*WHAT YOU SHOULD DO:* Check every line in the records below for the word "mountain" and report how many have it, nothing more.

*DATA IN THIS EXERCISE:*
__________________________________________________

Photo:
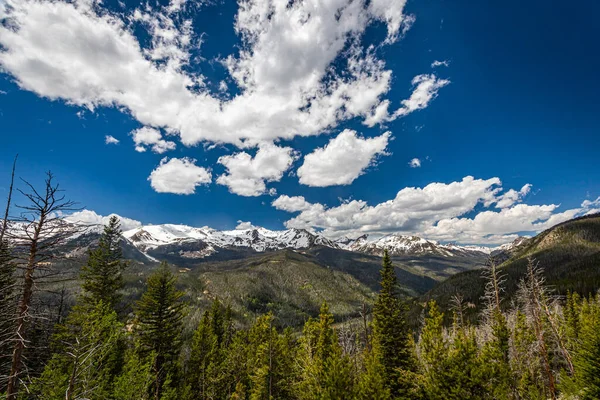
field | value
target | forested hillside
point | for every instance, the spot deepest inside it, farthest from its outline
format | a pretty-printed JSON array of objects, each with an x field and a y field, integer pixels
[
  {"x": 319, "y": 323},
  {"x": 567, "y": 254}
]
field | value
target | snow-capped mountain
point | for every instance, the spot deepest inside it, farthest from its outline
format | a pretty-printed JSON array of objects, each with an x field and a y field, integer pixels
[
  {"x": 155, "y": 242},
  {"x": 515, "y": 243},
  {"x": 398, "y": 245},
  {"x": 258, "y": 239}
]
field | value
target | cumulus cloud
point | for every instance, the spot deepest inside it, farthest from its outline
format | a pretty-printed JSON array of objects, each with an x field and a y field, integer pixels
[
  {"x": 178, "y": 176},
  {"x": 108, "y": 139},
  {"x": 437, "y": 63},
  {"x": 247, "y": 175},
  {"x": 152, "y": 138},
  {"x": 291, "y": 203},
  {"x": 512, "y": 196},
  {"x": 591, "y": 203},
  {"x": 88, "y": 217},
  {"x": 436, "y": 211},
  {"x": 425, "y": 89},
  {"x": 287, "y": 81},
  {"x": 414, "y": 163},
  {"x": 244, "y": 225},
  {"x": 342, "y": 160}
]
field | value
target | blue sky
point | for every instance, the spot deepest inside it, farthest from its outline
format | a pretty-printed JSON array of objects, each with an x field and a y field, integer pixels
[{"x": 514, "y": 97}]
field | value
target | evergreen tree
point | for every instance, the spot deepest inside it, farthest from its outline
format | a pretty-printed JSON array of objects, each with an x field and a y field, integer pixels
[
  {"x": 525, "y": 363},
  {"x": 372, "y": 384},
  {"x": 102, "y": 275},
  {"x": 391, "y": 335},
  {"x": 587, "y": 353},
  {"x": 434, "y": 353},
  {"x": 270, "y": 360},
  {"x": 7, "y": 308},
  {"x": 325, "y": 372},
  {"x": 136, "y": 380},
  {"x": 87, "y": 357},
  {"x": 159, "y": 314},
  {"x": 495, "y": 359},
  {"x": 206, "y": 357}
]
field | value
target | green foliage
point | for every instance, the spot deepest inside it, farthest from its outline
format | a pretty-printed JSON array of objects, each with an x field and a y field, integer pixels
[
  {"x": 102, "y": 275},
  {"x": 271, "y": 359},
  {"x": 88, "y": 356},
  {"x": 159, "y": 315},
  {"x": 586, "y": 381},
  {"x": 136, "y": 379},
  {"x": 325, "y": 373},
  {"x": 7, "y": 306},
  {"x": 391, "y": 335},
  {"x": 520, "y": 350}
]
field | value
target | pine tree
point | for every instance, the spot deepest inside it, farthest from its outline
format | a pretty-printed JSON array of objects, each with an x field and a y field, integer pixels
[
  {"x": 434, "y": 353},
  {"x": 587, "y": 353},
  {"x": 525, "y": 362},
  {"x": 495, "y": 353},
  {"x": 136, "y": 379},
  {"x": 325, "y": 372},
  {"x": 372, "y": 384},
  {"x": 87, "y": 356},
  {"x": 270, "y": 361},
  {"x": 391, "y": 335},
  {"x": 7, "y": 308},
  {"x": 102, "y": 275},
  {"x": 204, "y": 355},
  {"x": 159, "y": 314}
]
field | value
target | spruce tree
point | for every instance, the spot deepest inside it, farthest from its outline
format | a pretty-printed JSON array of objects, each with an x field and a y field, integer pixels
[
  {"x": 434, "y": 353},
  {"x": 102, "y": 275},
  {"x": 587, "y": 353},
  {"x": 391, "y": 334},
  {"x": 271, "y": 358},
  {"x": 159, "y": 315},
  {"x": 87, "y": 356},
  {"x": 325, "y": 372},
  {"x": 7, "y": 308}
]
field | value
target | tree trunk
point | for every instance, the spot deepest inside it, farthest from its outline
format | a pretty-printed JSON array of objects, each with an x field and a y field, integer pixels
[{"x": 17, "y": 358}]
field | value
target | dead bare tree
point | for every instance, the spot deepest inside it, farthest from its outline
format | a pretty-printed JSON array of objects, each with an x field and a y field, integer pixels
[
  {"x": 36, "y": 234},
  {"x": 494, "y": 287},
  {"x": 538, "y": 304}
]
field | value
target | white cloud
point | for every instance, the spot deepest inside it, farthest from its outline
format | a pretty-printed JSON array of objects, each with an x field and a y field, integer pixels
[
  {"x": 591, "y": 203},
  {"x": 425, "y": 89},
  {"x": 435, "y": 211},
  {"x": 437, "y": 63},
  {"x": 415, "y": 163},
  {"x": 151, "y": 137},
  {"x": 342, "y": 160},
  {"x": 88, "y": 217},
  {"x": 291, "y": 204},
  {"x": 108, "y": 139},
  {"x": 179, "y": 176},
  {"x": 244, "y": 225},
  {"x": 246, "y": 175},
  {"x": 287, "y": 81},
  {"x": 223, "y": 86},
  {"x": 512, "y": 196}
]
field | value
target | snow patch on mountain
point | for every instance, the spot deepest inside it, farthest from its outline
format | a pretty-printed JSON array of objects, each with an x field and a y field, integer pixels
[{"x": 258, "y": 239}]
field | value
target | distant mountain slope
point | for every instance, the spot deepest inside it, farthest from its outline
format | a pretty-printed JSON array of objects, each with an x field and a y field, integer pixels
[
  {"x": 569, "y": 254},
  {"x": 289, "y": 284},
  {"x": 400, "y": 245}
]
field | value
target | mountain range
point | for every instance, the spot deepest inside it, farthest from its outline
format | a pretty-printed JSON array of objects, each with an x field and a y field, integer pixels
[
  {"x": 201, "y": 243},
  {"x": 290, "y": 272}
]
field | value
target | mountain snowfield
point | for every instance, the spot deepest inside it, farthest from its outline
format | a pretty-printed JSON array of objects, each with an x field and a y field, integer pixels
[{"x": 260, "y": 240}]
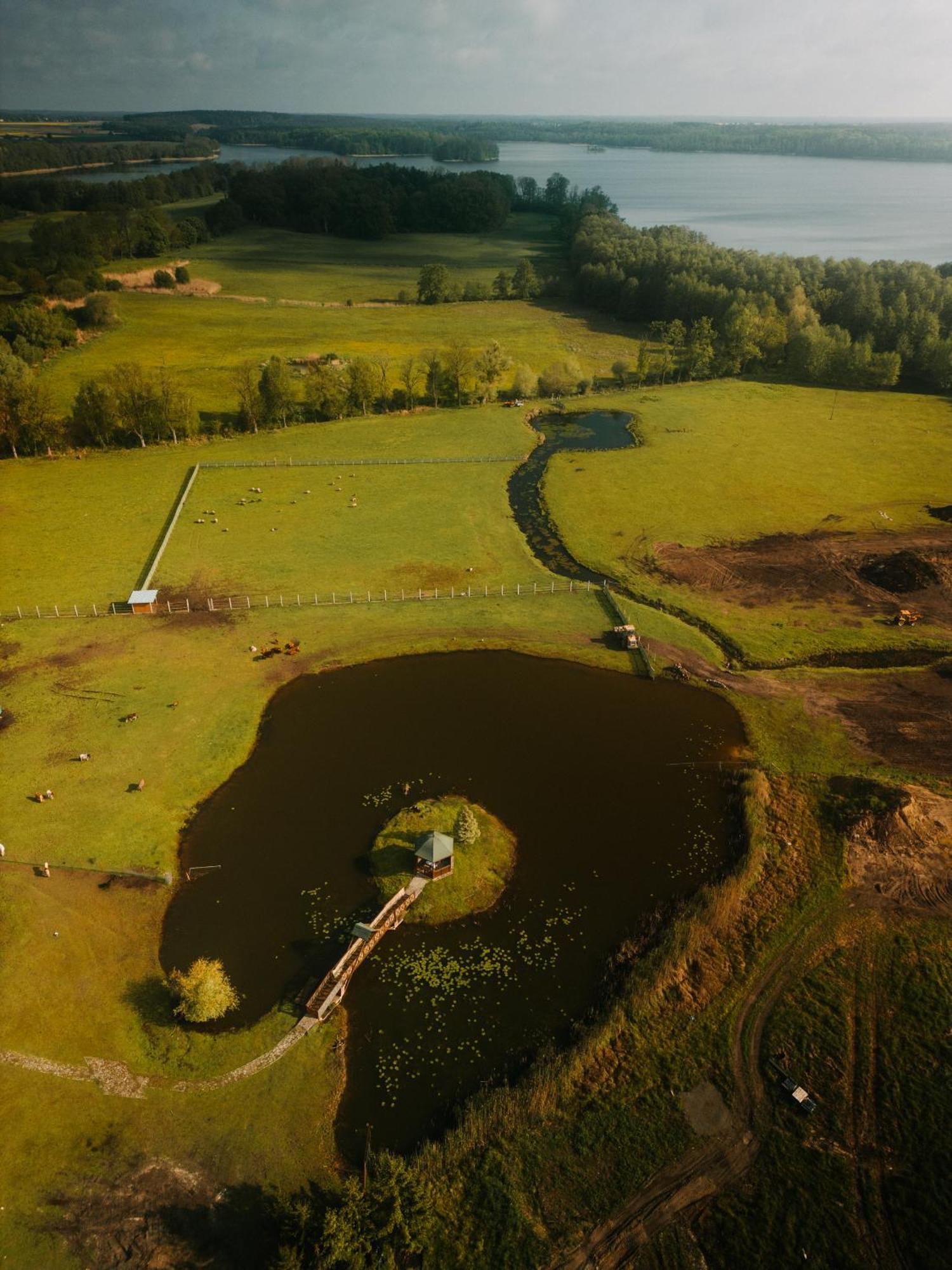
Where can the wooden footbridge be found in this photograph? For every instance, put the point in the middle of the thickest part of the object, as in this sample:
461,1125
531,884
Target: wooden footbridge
321,999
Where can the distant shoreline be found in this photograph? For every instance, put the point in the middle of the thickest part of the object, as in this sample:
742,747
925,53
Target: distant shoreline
125,163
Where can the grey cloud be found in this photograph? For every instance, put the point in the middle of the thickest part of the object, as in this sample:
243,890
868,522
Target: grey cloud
756,58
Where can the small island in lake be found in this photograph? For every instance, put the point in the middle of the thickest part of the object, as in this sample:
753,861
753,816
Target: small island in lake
482,866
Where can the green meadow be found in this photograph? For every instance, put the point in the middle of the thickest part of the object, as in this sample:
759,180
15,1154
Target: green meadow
281,265
82,530
731,462
202,341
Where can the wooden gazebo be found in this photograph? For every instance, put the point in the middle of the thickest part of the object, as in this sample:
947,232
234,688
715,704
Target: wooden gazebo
435,857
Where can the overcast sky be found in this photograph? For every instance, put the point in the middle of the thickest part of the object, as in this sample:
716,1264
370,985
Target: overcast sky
871,59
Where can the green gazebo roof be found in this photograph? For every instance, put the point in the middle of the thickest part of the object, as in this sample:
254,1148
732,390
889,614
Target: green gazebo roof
435,848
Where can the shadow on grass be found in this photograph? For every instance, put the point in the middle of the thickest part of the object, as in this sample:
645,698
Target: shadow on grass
153,1001
397,858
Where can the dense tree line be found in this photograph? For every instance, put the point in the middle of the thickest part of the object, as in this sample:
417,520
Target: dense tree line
40,195
926,143
25,154
824,322
319,196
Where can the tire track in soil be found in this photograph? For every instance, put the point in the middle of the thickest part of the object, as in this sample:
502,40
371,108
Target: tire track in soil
880,1236
686,1187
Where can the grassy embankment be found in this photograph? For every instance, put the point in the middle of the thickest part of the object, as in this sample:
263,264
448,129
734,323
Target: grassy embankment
732,462
480,869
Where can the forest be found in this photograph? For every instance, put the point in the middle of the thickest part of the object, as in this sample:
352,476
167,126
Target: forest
846,323
909,142
18,154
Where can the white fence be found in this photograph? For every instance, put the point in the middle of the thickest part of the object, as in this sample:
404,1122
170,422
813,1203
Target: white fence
298,600
364,463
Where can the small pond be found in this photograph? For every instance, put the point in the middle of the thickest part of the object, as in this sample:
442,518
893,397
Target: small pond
610,783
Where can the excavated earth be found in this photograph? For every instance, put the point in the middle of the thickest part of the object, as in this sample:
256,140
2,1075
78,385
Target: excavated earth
841,570
903,859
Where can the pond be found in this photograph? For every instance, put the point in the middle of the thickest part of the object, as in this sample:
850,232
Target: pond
610,783
596,430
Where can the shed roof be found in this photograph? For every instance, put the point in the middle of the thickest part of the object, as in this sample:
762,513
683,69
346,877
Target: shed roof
435,848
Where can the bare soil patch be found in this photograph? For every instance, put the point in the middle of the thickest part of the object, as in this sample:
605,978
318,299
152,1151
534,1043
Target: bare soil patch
902,718
903,859
706,1111
883,572
154,1217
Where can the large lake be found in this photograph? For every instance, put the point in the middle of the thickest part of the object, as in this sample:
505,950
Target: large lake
841,208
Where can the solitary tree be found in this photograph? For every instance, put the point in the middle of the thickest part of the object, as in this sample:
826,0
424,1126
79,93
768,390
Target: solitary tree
621,370
433,285
459,364
468,827
383,363
95,417
361,383
433,363
277,392
178,411
251,406
138,404
411,377
205,991
491,365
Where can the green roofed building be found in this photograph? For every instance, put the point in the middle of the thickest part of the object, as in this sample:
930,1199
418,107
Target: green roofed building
435,855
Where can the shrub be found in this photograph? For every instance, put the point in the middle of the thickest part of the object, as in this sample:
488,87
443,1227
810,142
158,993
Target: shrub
100,311
468,830
205,991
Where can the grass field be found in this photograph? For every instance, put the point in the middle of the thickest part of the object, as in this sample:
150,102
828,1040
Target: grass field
281,265
202,341
731,462
428,526
60,543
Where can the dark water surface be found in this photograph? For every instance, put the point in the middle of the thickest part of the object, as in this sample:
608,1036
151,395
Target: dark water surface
592,772
841,208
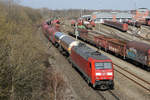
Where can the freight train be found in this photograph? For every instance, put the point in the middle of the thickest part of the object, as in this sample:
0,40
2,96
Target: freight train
133,50
139,23
96,68
118,25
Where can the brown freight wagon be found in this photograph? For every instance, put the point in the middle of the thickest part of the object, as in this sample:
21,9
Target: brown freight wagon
139,52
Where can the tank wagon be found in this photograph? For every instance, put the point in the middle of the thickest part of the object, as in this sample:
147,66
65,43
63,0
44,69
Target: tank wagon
118,25
133,50
94,66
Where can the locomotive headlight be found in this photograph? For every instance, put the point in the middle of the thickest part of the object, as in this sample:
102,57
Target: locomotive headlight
109,73
98,74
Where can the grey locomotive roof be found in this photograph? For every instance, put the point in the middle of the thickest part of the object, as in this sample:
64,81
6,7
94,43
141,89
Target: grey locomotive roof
87,52
67,39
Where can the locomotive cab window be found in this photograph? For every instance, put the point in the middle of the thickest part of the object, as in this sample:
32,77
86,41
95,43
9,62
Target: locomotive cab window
103,65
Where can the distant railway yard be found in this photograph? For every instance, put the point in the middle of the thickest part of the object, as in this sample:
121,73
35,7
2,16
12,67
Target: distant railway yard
131,77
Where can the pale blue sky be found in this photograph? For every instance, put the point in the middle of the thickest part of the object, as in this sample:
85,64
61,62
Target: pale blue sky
87,4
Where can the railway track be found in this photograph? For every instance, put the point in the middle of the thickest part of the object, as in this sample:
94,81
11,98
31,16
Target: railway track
136,79
106,95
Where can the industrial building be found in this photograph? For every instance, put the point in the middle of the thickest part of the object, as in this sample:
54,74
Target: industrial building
99,17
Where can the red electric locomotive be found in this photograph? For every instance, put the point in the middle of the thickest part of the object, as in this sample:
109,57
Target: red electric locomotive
117,25
97,68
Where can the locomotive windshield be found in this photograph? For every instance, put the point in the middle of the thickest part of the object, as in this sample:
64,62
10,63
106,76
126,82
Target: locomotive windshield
103,65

__________________________________________________

*ANSWER BOX:* 5